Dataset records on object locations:
-- begin --

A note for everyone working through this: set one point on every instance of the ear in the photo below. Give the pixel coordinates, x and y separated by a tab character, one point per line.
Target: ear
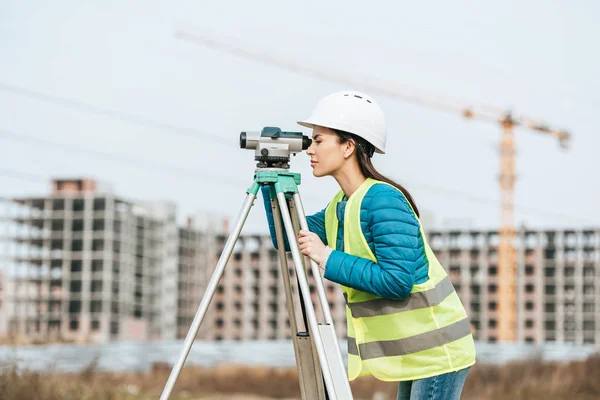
349	148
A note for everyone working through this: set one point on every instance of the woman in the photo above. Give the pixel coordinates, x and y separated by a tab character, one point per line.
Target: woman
405	320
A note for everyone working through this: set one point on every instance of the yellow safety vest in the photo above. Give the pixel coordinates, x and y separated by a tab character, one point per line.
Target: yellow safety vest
424	335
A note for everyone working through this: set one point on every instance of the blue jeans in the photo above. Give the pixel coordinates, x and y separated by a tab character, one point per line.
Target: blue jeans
441	387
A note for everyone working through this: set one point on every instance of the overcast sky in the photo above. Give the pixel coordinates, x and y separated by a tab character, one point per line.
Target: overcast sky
535	57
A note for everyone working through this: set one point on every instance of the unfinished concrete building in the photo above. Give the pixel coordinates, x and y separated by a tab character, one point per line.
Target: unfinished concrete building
558	290
558	286
82	264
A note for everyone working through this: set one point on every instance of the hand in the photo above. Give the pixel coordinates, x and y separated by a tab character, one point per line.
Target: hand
311	245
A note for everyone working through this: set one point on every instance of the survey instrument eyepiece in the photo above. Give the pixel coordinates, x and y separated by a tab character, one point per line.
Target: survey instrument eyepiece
274	146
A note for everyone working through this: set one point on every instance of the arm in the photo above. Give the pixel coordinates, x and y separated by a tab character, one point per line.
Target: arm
316	222
397	247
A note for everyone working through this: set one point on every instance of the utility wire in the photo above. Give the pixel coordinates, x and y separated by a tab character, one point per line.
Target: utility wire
114	114
24	176
195	173
202	174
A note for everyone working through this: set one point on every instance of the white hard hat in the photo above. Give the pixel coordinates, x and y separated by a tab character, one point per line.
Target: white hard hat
352	112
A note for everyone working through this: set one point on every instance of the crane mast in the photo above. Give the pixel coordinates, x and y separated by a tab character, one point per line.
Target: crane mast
507	265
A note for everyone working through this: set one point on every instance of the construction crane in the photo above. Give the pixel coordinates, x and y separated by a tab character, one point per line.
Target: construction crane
507	265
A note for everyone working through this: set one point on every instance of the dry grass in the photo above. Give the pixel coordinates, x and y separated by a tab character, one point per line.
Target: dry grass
520	381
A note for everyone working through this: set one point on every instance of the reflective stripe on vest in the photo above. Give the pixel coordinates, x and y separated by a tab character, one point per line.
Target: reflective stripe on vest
413	344
425	334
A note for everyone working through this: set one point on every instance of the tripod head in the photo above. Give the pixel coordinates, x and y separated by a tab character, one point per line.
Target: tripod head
274	146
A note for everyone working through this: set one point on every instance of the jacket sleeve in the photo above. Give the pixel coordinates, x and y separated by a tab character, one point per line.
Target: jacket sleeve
395	232
316	222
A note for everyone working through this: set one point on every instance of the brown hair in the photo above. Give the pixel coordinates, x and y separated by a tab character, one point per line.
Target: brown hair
364	151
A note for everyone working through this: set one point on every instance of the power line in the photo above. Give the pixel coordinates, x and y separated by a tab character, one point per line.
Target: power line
114	114
197	174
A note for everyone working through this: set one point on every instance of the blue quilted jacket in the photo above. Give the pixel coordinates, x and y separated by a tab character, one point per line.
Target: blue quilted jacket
392	232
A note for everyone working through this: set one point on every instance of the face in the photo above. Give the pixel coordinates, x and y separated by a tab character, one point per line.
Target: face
326	154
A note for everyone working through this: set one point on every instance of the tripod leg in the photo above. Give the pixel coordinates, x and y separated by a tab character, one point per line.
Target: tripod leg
309	371
302	281
330	338
210	291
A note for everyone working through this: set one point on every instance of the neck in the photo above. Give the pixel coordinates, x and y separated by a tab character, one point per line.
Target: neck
350	179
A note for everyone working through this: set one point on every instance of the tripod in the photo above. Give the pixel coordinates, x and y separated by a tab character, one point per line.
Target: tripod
320	338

-- end --

=== THE EXERCISE ===
Retype all of the records above word for word, leaving the pictures out.

=== ANSWER ===
A note for everyone working through this: set one point on every instance of the ear in the photo below. Give the pixel coordinates, x and y separated by a tab character, one point per line.
Target: ear
349	148
A note for everyone working through this: set one point on every instance of the woman in the photo above. Give the pixel coordinates, x and y separated by a tab character, one point per line.
Target: woman
405	320
A note for everyone working through this: set one point on every instance of the yellow safety vest in the photo above. Give the pixel coordinates, x and y separated by a tab character, one point per line.
Target: yellow safety vest
424	335
A note for everyone working through this: set one point on every instance of the blue jeans in the photo above. Give the pixel coordinates, x and y separated by a tab character, one point per line.
Target: blue jeans
441	387
A note for everyone working through this: set one point on every instance of the overcast sky in the photo above. Give the pixel coordinates, x and y separated by a tab character, one point per line.
Target: overcast sky
535	57
A note for everyone working through this: set one point on every instance of the unfinished concrete building in the photo above. Give the pixel coordinates, x and y separated by a tab character, one point per line.
Target: unfinished concrete building
558	290
558	286
82	264
A note for everyone working through this: set one point on every instance of the hand in the photo above. Give the pixel coordinates, x and y separated by a tab character, one point per line.
Target: hand
311	245
A note for everyone working through this: set one point on every instance of the survey instrument eyepiece in the photo above. Give the pixel coordinates, x and y separated by a tab character, one point per line.
Target: survey instrument eyepiece
274	146
A note for everyone working through this: set one point on every instance of the arm in the photo above. Give the pixel coordinates, x and y separated by a tab character, one point per line.
Target: arm
316	222
397	247
A note for everyone working through this: set one point on every instance of the utility wire in the photo above. Give the pixel coordinates, x and y separated by a tab character, one point per line.
Target: utility wire
114	114
24	176
195	173
202	174
A note for everyone working through this: set one point on every instance of the white hard hat in the photo above. Give the pixel coordinates, x and y separated by a tab character, one point per line.
Target: white hard hat
352	112
A note for everyone working through this: set one point on every instance of the crane mast in the photo above. Give the pixel coordinates, x and y separated by a tab character, one point per line.
Target: crane mast
507	265
A note for everyone working through this: set one point on every instance of the construction crane in the photo above. Give the pixel coordinates, x and y separated by a tab character, one point per line.
Target: construction crane
507	265
A note for everyone working through this: set one point on every instance of the dry grass in the photo above. Give the pixel coordinates, x and y separated by a tab character, one point per line.
Target: dry grass
520	381
A note for everyone working through this: set one point on every instance of the reflective stripe on vest in the photo above. Give the pixel coordinates, x and y separated by a tab character, one point per line.
Target: reflective stripe on vest
413	344
425	334
A note for everyone working through this: set one point on every instance of the tripod head in the photo above. Give the pixel coordinates, x and y separated by a tab character, one point per line.
Target: tripod head
274	146
A note for everyone working through this: set one point on every instance of the jacket sleeve in the photo above. Give the pixel coordinates, x and y separated by a tab character, one point per line.
Target: jacket sleeve
395	232
316	222
A note for everyone working through this: set one point on every instance of the brown hair in the photo above. Give the pixel coordinates, x and y separated by a tab character, one point per line.
Target: brown hair
364	151
A note for everyone working through this: set one point on every instance of the power line in the photo above. Give the pixel coordinates, x and y separated by a tab character, one point per line.
Target: power line
114	114
197	174
A note for everyone working through this: set one point on every instance of the blue quilted jacket in the photo above. Give the pixel coordinates, x and y separated by a tab character, one point per line.
Target: blue quilted jacket
392	232
A note for everyone working through this: set one point on every instance of the face in the photo above. Give the pixel coordinates, x and y separated by a tab character, one point per line.
Target: face
326	154
A note for everyone working through this: set one point on every instance of the tripod leg in the photo above. Give the pixel coordinates, x and y separated by a tab character, one point per line.
Target: tripod leg
309	371
302	281
330	338
210	291
A note for everyone working through this: set one point on every instance of the neck in the photo above. Give the pixel coordinates, x and y separated by a tab character, one point per line.
Target: neck
350	179
A note for everyone working through this: set one point on every instance of the tripod in the photo above. Give the pixel coordinates, x and y separated by a tab character, one point per line.
Target: tripod
320	338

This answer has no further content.